▶ _Selected text_
══════════════════════════════
Wednesday, August 16, 2023

Wednesday Afternoon Links

Miscellaneous material for your mid-week reading.

- Crawford Kilian reviews two new books on the effects of an overheating planet. Damian Carrington reports on the science tracing unprecedented heat waves to climate change. And Jag Bhalla warns about the dangers of undue optimism about the state of our living environment - with the people with the least predictably standing to suffer the most.  

- Meanwhile, Elizabeth Rush describes the experience of arriving at a large glacier just in time to see it collapse. 

- Ari Pottens and Scott Seymour discuss the harm unmonitored methane releases are doing in exacerbating the climate breakdown. And David Thurton reports on the double-counting and general trickery behind the Libs' self-congratulation over tree-planting.  

- Pete Evans reports on yet another hike in profits for Loblaws, while the Canadian Press reports on the same as Metro even as it withholds reasonable wages from employees. 

- Finally, Jeff Ernsthausen exposes how the ultra-wealthy use "charitable" foundations to claim massive tax credits and avoid paying their fair share for a functional society. 

Tuesday, August 15, 2023

Tuesday Night Cat Blogging

Rubbernecking cats.

Tuesday Afternoon Links

This and that for your Tuesday reading.

- Ekaterina Pesheva writes about the continued uncertainty as to the driving mechanism behind long COVID even as large numbers of people suffer from it. Eric Berger notes that experts are cautioning Americans to keep a close eye on COVID exposure as new variants develop, while Andre Picard discusses how a summer spike in cases serve to remind us we're still in the middle of a pandemic. And Janice Brown laments that government policy rooted in a "let-'er-rip" philosophy seems to be designed to fail from the standpoint of public health protection. 

- Euan Nisbet warns that sharp increases in atmospheric methane represent both a cause and effect of the climate crisis - and that the elevated levels now reflect those from previous climate shocks.
══════════════════════════════
▶ _What is being asked_
Continue the links post on climate, COVID and corporate profits from the point where it stops. The rows have nothing to do with this.

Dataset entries
══════════════════════════════
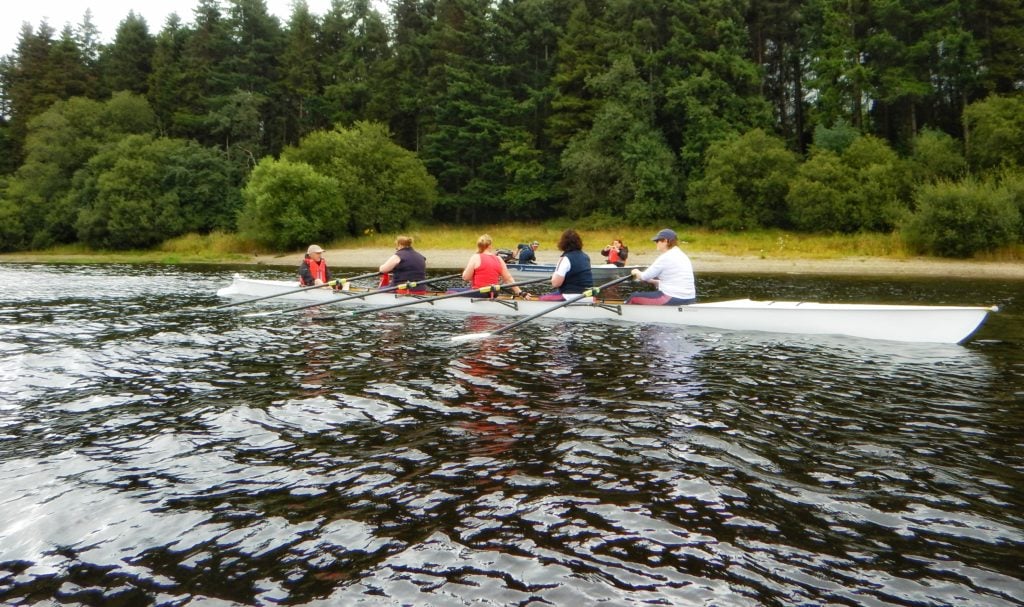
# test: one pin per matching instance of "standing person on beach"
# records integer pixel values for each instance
(313, 270)
(616, 253)
(485, 268)
(406, 265)
(672, 272)
(572, 273)
(527, 253)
══════════════════════════════
▶ _Task answer_
- Kevin Krizek discusses how larger vehicles offer the illusion of protection for drivers at the expense of grave and avoidable risks for pedestrians and others. 

- Finally, Phoebe Fuller reports on the work unions are doing to protect Canadians from weaponized hate - even as the Cons and their allies stoke it at every opportunity. 

Monday, August 14, 2023

Monday Afternoon Links

Miscellaneous material to start your week.

- Arianna Johnson reports on new research showing how COVID-19 can continue to affect organ function long after the lungs have healed. Philip Finkelstein calls out the lack of any effective response to the widespread and continuing risk of long COVID. Erin Prater examines what we can expect as new variants create another wave this fall. And Tania Bubela, Kimberlyn McGrail and Sharmistha Mishra argue that Canada needs a national inquiry into our COVID response. 

- Fiona Harvey reports on warnings from the UN's desertification conference that global food supplies are at risk even before we reach 1.5 degrees of warming. And Cabin Radio reports on the Northwest Territories' evacuations due to wildfires, while Maanvi Singh, Andrew Witherspoon and Bryony Moore document the devastation of Maui.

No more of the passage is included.